### Problem requirements:
Write the material out again exactly as it stands.

### Dataset excerpts:
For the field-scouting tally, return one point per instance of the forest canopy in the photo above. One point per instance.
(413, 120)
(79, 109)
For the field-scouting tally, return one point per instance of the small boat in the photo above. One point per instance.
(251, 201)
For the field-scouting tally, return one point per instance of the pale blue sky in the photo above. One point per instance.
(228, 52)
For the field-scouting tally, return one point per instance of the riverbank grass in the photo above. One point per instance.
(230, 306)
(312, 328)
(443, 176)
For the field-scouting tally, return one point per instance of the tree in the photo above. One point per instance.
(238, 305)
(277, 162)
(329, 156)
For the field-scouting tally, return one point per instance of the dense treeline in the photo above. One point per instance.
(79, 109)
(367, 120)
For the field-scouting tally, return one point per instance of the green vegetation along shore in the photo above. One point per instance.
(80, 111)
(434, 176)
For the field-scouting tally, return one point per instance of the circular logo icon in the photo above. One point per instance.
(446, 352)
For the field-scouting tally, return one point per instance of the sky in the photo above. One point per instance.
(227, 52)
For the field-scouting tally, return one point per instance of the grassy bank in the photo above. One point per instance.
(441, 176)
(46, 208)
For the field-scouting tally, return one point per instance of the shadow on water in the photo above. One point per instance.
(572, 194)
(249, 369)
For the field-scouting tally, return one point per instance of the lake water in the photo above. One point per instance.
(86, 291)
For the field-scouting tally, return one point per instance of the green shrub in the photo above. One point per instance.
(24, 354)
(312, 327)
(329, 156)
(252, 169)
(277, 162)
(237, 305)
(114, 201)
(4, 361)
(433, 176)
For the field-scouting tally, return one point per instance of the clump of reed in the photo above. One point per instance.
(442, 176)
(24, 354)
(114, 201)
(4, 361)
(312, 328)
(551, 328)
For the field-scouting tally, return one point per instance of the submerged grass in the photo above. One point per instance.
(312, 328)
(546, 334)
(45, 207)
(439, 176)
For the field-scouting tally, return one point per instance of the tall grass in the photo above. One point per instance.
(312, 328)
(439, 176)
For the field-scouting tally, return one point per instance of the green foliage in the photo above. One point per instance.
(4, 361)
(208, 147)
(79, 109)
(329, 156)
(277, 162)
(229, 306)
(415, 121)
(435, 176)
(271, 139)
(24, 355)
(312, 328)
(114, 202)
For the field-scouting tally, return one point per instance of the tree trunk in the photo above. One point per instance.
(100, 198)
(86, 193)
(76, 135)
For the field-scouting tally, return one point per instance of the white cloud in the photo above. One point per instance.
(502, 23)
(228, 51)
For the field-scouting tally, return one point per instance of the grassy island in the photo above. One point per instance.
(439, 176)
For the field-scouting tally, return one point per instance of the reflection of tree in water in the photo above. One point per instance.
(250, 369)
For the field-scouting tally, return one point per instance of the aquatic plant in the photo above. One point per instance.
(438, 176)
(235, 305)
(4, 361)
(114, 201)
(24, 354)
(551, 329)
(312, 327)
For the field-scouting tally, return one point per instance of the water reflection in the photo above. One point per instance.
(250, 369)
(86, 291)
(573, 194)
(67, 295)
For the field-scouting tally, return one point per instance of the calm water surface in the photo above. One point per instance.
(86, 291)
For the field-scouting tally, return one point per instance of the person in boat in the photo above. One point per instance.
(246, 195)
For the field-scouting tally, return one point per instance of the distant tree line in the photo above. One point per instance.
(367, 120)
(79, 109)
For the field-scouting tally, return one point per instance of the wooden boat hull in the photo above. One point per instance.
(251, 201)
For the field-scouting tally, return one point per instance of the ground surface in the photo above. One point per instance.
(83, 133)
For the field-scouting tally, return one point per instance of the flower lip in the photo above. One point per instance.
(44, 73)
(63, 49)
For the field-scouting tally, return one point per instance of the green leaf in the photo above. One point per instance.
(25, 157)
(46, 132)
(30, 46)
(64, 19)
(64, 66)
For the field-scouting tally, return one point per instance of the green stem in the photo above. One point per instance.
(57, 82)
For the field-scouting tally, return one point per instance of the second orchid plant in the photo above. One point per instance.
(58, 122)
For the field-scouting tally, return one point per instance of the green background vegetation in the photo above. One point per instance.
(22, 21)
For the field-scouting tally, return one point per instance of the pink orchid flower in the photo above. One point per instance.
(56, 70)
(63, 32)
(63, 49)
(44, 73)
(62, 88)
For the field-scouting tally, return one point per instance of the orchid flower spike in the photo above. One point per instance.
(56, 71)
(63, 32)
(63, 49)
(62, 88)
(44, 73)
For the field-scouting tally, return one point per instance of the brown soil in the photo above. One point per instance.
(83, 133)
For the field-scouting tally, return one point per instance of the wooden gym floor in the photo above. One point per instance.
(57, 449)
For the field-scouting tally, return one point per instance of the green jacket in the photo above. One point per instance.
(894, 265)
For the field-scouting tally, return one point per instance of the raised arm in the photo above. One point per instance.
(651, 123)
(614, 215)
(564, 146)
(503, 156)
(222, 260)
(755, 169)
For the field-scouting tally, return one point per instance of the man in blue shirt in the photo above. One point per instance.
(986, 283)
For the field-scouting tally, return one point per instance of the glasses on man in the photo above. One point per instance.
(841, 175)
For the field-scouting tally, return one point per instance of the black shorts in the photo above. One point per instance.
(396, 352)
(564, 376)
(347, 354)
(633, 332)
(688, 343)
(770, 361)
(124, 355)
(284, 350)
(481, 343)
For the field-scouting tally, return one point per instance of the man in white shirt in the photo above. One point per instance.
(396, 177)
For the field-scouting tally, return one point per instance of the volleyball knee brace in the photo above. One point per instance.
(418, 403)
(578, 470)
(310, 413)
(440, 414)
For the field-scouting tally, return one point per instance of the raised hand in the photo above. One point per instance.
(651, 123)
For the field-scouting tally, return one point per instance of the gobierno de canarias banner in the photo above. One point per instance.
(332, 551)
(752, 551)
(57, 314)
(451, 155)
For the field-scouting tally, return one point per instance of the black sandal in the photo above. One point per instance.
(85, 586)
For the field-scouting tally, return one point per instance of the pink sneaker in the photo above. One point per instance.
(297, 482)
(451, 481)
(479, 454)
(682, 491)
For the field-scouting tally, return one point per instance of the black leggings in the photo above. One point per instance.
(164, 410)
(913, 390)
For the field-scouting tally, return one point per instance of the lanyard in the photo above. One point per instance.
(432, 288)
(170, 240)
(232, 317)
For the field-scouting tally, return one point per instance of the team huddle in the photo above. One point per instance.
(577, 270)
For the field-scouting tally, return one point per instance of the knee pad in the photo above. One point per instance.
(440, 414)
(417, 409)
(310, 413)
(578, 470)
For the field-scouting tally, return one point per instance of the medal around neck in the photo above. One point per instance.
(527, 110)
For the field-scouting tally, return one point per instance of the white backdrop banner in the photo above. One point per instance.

### Task answer:
For the field-scouting tally, return one point per instance of the forest canopy in the photo above. One point per instance.
(413, 120)
(79, 109)
For the field-scouting tally, return one point per instance of the small boat in the photo above. One point per instance.
(251, 201)
For the field-scouting tally, return one point per instance of the pale blue sky in the photo above. One point per instance.
(228, 52)
For the field-scouting tally, return one point per instance of the riverbank grass in the photo above. One point per instance.
(230, 306)
(312, 328)
(443, 176)
For the field-scouting tally, return one point per instance of the tree in the photo above. One point per instance.
(238, 305)
(277, 162)
(329, 156)
For the field-scouting tally, return one point per instance of the dense treeline in the photo above. One point per instance.
(79, 109)
(367, 120)
For the field-scouting tally, return one point per instance of the green vegetation along shore in the photo above. One point per instance.
(80, 111)
(434, 176)
For the field-scouting tally, return one point per instance of the circular logo icon in the photo above. One point per instance.
(446, 352)
For the field-scouting tally, return one point per instance of the sky in the photo above. One point per instance.
(227, 52)
For the field-scouting tally, return one point per instance of the grassy bank in the photo above. One point per instance.
(441, 176)
(46, 208)
For the field-scouting tally, return one point per instance of the shadow on water in the photo above. One point per instance.
(572, 194)
(249, 369)
For the field-scouting tally, return one point per instance of the lake water in the photo above. One point per instance.
(86, 291)
For the field-scouting tally, return one point per instance of the green shrub in the photo above. One point per instance.
(24, 354)
(312, 327)
(329, 156)
(252, 169)
(277, 162)
(237, 305)
(114, 201)
(4, 361)
(433, 176)
For the field-scouting tally, return one point per instance of the clump of reed in the photo above. One point per instance.
(442, 176)
(24, 354)
(114, 201)
(4, 361)
(312, 328)
(551, 328)
For the field-scouting tally, return one point per instance of the submerged grass in the photo above. One point per instance.
(312, 328)
(546, 334)
(45, 207)
(439, 176)
For the field-scouting tally, return one point per instance of the tall grass in the photo above. One point per instance.
(312, 328)
(439, 176)
For the field-scouting tally, return one point per instance of the green foliage in the photo above. One point per instance.
(4, 361)
(208, 147)
(79, 109)
(329, 156)
(277, 162)
(229, 306)
(415, 121)
(435, 176)
(271, 139)
(24, 355)
(312, 328)
(114, 202)
For the field-scouting tally, return one point per instance of the tree trunk in the photo above. One point per instance.
(100, 198)
(86, 193)
(76, 135)
For the field-scouting tally, return one point per instance of the white cloud in the photo above. One point per instance.
(502, 23)
(228, 51)
For the field-scouting tally, return one point per instance of the grassy island in the photo above. One point per instance.
(439, 176)
For the field-scouting tally, return one point per instance of the reflection of tree in water in the photo above. One point per instance.
(250, 369)
For the field-scouting tally, return one point per instance of the aquatic plant in the photo above. One point per instance.
(438, 176)
(235, 305)
(4, 361)
(114, 201)
(24, 354)
(551, 329)
(312, 327)
For the field-scouting tally, return one point per instance of the water reflection in the photo above. One point per instance.
(250, 369)
(86, 291)
(573, 194)
(67, 295)
For the field-scouting tally, return one point per instance of the calm water surface in the photo above. One point per instance.
(86, 291)
For the field-scouting tally, return one point per instance of the person in boat in the photo above. One point per instance.
(246, 195)
For the field-scouting tally, return one point per instance of the distant tree line in the photo above. One point per instance.
(367, 120)
(79, 109)
For the field-scouting tally, return one point per instance of the wooden boat hull in the photo above. One point per instance.
(251, 201)
For the field-scouting tally, return one point per instance of the ground surface in the photo above. One point per instance.
(83, 133)
For the field-scouting tally, return one point per instance of the flower lip in the photo above. One point per instance.
(44, 73)
(63, 49)
For the field-scouting tally, return one point per instance of the green leaf in the photo above. One point per instance.
(25, 157)
(46, 132)
(30, 46)
(64, 19)
(64, 66)
For the field-scouting tally, return one point per instance of the green stem in the photo above. One point per instance.
(57, 82)
For the field-scouting tally, return one point per instance of the second orchid plant in the photo above. One point per instance.
(58, 122)
For the field-scouting tally, return one point per instance of the green background vegetation in the photo above. One point per instance.
(22, 21)
For the field-scouting tally, return one point per instance of the pink orchid flower in the photo above. One point per instance.
(56, 70)
(63, 32)
(63, 49)
(44, 73)
(62, 88)
For the field-scouting tally, return one point per instance of the orchid flower spike in the photo above. One point per instance.
(56, 71)
(63, 32)
(63, 49)
(62, 88)
(44, 73)
For the field-scouting tally, return one point per instance of the brown soil in the photo above. One point per instance.
(83, 133)
For the field-scouting tally, return one point per instance of the wooden gym floor in the photo above. One point per instance.
(57, 449)
For the field-scouting tally, return one point per instance of the green jacket in the photo above. One point per instance.
(894, 265)
For the field-scouting tally, return one point per instance of the raised arm in the photo above. One point per instance.
(651, 123)
(614, 215)
(564, 146)
(503, 156)
(222, 260)
(755, 169)
For the field-scouting tally, return one point per instance of the man in blue shirt in the photo above. One point per instance.
(986, 283)
For the field-scouting tally, return one point per instance of the glasses on man in the photo above. One point per instance.
(841, 175)
For the field-scouting tally, return one point per instance of the black shorts in the photo above. One point per instance.
(396, 352)
(564, 376)
(347, 354)
(633, 332)
(688, 343)
(770, 361)
(124, 355)
(284, 350)
(481, 343)
For the field-scouting tally, return one point per instance of the man in white shirt in the photo above. One point per instance.
(396, 177)
For the field-scouting tally, return one point per instance of the volleyball knee brace in the photo above. One point per instance.
(418, 403)
(578, 470)
(310, 413)
(440, 414)
For the field-scouting tally, return one point per instance of the raised hand in the photo above. One point per instance.
(651, 123)
For the field-scouting tally, return one point per instance of the gobierno de canarias banner in the photo above. One point per instance.
(332, 551)
(752, 551)
(57, 314)
(451, 155)
For the field-scouting tally, return one point per instance of the black sandal in the photo above. One point per instance.
(85, 586)
For the field-scouting tally, return one point per instance of the pink sneaker in the photo above. One point per instance.
(297, 482)
(451, 481)
(479, 454)
(682, 491)
For the field-scouting tally, return one point per instance of the black leggings in the photo above. One point per instance.
(164, 410)
(913, 390)
For the field-scouting tally, return one point per instance of the lanyard in the photo above. One point per instance.
(432, 288)
(170, 240)
(232, 317)
For the field-scouting tally, return one point per instance of the team huddle in the photo above. One point per instance.
(577, 270)
For the field-scouting tally, return one point per instance of the knee pad in the photo above. One point per instance.
(440, 414)
(417, 409)
(310, 413)
(578, 470)
For the field-scouting tally, return one point per instance of the medal around neck in the photo above. One point per instance.
(527, 110)
For the field-scouting tally, return one point per instance of the white backdrop banner in the photo above. One point per instance.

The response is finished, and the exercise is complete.